▶ READING TEXT:
+--
You like the same kind of beer flavors that I do. Fortunately, I can get my hands on some of these high-dollar "boutique" grains at true wholesale. I think the quinoa recipe has a lot going for it, and even though it is a tremendous amount of work to do it from scratch, I would like to try bag brewing it while making the necessary adjustments for 60% efficiency. 

I also am looking at roasted and/or malted buckwheat to impart some of these flavors at a later stage in my G-F brewing development, should it continue. I'll start with the kit, maybe add some ReaLemon or ReaLime to it based on a bench test on transfer to secondary. Thanks for the idea!


----------



## BernardSmith

But you can sprout and or/ oven roast your own grains. If you sprout the grains I think you want to allow them to sprout until the roots are the same length as the grain itself (perhaps 4 or 5 days max). You germinate the grains in the same way that you would make sprouts (soak for 12 hours, drain, re-soak for a minute, drain, repeat until the seeds/grains have sprouted (I generally sprout vertically in mason jars with bean sprouting lids but I guess maltsers sprout horizontally on trays) 
You then dry the sprouts at about 100 F for 24 hours and that makes the removal of the roots relatively easy (rubbing in a bag) and then you can kiln the grains at about 150 - 200 F (or grind and bake them in a "bread")


----------



## jswordy

BernardSmith said:


> But you can sprout and or/ oven roast your own grains. If you sprout the grains I think you want to allow them to sprout until the roots are the same length as the grain itself (perhaps 4 or 5 days max). You germinate the grains in the same way that you would make sprouts (soak for 12 hours, drain, re-soak for a minute, drain, repeat until the seeds/grains have sprouted (I generally sprout vertically in mason jars with bean sprouting lids but I guess maltsers sprout horizontally on trays)
> You then dry the sprouts at about 100 F for 24 hours and that makes the removal of the roots relatively easy (rubbing in a bag) and then you can kiln the grains at about 150 - 200 F (or grind and bake them in a "bread")



Thanks. I saw most of that elsewhere, too, except rubbing off the roots. What I have read so far is they seem to just sprout and dry them. Quinoa will sprout underwater, they say, and supposedly it sprouts shoots before roots; some guys just fill a 5-gallon bucket and leave it in the tub, use the shower on cold to wash every 8 hours. I really want to try the quinoa beer, but 5 gallons takes about 6 pounds of grain. That is quite a bit of work to process.

For this kit recipe, I think I am going to dark-roast my sorghum grains (which I now have received), holding back ~ 1/3 pale, then mixing and lightly crushing with a bread roller. We are only looking at 20 mins, 30 tops as an adjunct, so I think a paint bag dipped like a tea bag for the duration in ~ 158 degree water will do it if things don't get too oatmeal-like. Do you think the openings in a nylon paint bag are too large?

The kit comes with a Whirlfloc tablet, which I have reservations about since reading the news that Irish moss and its derivatives contain cancer-causing agents, but I will likely go ahead and use it this time.

I'm speculating that this will result in a darker-hued beer, maybe medium hue, with a more roasted flavor than the kit would have afforded. It gets me out of adding enzymes this time around, which I apparently will have to do when making quinoa or other all-grain GF beers.

BTW, here's the HBT pic of that 100% quinoa beer made in 2010 that I posted the link to earlier. Doesn't it make you want to try some? It does me!
+--
▶ TASK STATEMENT:
Answer these questions from the brewing thread.
(a) What efficiency does the first post plan to adjust for when bag brewing the quinoa recipe?
(b) At what temperature, and for how long, does BernardSmith say to dry the sprouts?
(c) How much grain does jswordy say 5 gallons of quinoa beer takes?
Use only the brewing thread above.
+--
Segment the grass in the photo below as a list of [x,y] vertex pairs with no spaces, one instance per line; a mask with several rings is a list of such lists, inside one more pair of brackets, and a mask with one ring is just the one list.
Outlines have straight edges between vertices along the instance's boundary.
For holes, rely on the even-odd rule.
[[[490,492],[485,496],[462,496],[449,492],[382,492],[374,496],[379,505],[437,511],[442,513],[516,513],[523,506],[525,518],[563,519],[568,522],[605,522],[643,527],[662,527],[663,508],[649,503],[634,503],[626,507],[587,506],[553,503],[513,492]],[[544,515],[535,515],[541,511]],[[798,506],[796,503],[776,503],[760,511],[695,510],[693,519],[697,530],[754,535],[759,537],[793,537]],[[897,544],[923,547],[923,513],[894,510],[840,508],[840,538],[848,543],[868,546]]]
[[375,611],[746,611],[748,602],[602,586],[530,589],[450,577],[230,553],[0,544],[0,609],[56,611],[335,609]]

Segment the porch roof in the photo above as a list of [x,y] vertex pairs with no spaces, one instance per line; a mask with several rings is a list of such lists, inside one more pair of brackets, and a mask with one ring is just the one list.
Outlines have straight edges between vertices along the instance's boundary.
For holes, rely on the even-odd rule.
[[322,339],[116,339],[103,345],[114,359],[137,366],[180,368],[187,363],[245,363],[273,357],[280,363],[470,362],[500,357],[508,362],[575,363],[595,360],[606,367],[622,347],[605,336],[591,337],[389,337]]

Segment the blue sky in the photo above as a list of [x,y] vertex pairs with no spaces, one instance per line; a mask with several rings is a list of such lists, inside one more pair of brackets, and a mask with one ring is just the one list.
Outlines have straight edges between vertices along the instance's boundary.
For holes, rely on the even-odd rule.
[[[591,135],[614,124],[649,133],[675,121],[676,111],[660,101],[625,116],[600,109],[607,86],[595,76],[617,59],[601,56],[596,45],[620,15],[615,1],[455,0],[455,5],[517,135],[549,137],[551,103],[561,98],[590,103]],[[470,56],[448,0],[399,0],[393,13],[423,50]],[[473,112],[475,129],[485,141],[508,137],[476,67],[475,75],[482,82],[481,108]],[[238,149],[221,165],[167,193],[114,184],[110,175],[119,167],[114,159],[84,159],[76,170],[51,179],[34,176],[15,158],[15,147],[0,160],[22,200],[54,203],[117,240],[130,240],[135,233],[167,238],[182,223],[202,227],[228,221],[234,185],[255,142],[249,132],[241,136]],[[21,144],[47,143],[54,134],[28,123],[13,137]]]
+--
▶ ANSWER BOX:
(a) 60% efficiency.
(b) About 100 F for 24 hours.
(c) About 6 pounds.